== Text block ==
I was never passive in my musical and cultural obsessions. I made very real efforts to attend gigs and festivals, and went travelling to Amsterdam in the late 1960s and was able to drift in and out of the squatting, arts scene and the clubs like Paradiso and Melk Weg (the Milky Way). There, I met pioneers of the ‘underground’ and the Provos (the Provocateurs), the Gnomes and the members of the Amsterdam Balloon Company who became the first kraakers and took over the free cultural space at Ruigoord. I was at the magnificent mess and madness that were the Isle of Wight festies of 1969 and 1970. The psychedelic music from the 1960s onwards was essentially a mixed palette of styles, instruments and sounds. Electronica was a part, but so were the whimsical psychedelic sounds, sometimes called ‘Acid-folk’, created by the likes of the Incredible String Band, Dr Strangely Strange and Donovan. Psychedelia was a many-headed Hydra. Still is! The Small Faces’ ‘Itchycoo Park’, with its phased instrumentation, was sometimes lumped together with the music of other so-called ‘experimental’ bands like Pink Floyd (who I saw live with Syd Barrett at the Shoreline Club in 1967 on the seafront at Bognor Regis in West Sussex). This was way back when they were performing their hit single, ‘See Emily Play’, along with extraordinary space-electronica such as ‘Astronomy Domine’, with synths played by Roger Waters and Richard Wright and later keyboards and synthesisers by David Gilmour. They were just entering one of their most improvisational/experimental stages. The Beatles’ own experiments in sound demonstrated the effectiveness of electronics with collisions of eastern and western sounds in tracks like ‘Tomorrow Never Knows’, ‘Lucy In Sky With Diamonds’ and ‘Baby You’re A Rich Man’ and the cacophonous ‘Revolution Number 9’. The UK’s underground press, particularly International Times and Oz, serviced the music and festi scene advertising gigs, reporting on others and promoting the gurus of the day such as William Burroughs, Allen Ginsberg, Timothy Leary, Ken Kesey and a little later, Hunter S. Thompson. I was a tiny part of that ‘revolution in the minds’ of a generation.
===
# Task description
According to the text on psychedelic music, at which club did the writer see Pink Floyd perform live with Syd Barrett in 1967? The listing has no role in this exercise.
== Data ==
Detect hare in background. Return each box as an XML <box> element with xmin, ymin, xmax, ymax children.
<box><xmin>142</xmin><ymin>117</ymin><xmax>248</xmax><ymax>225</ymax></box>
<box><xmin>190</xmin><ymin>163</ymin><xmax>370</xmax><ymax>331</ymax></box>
===
# Right answer
The Shoreline Club, on the seafront at Bognor Regis in West Sussex.